Repeat all the data that appears below, keeping it exact.

++++ Working data

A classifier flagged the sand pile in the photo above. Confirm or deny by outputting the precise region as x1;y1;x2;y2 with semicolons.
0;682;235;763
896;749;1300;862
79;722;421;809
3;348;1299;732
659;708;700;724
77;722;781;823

++++++++

- **Solution for this exercise**:
A classifier flagged the sand pile in the photo above. Confirm or deny by outputting the precise region as x1;y1;x2;y2 with semicolons.
0;682;235;763
896;749;1300;862
79;722;421;809
3;348;1299;732
659;708;700;724
77;722;781;823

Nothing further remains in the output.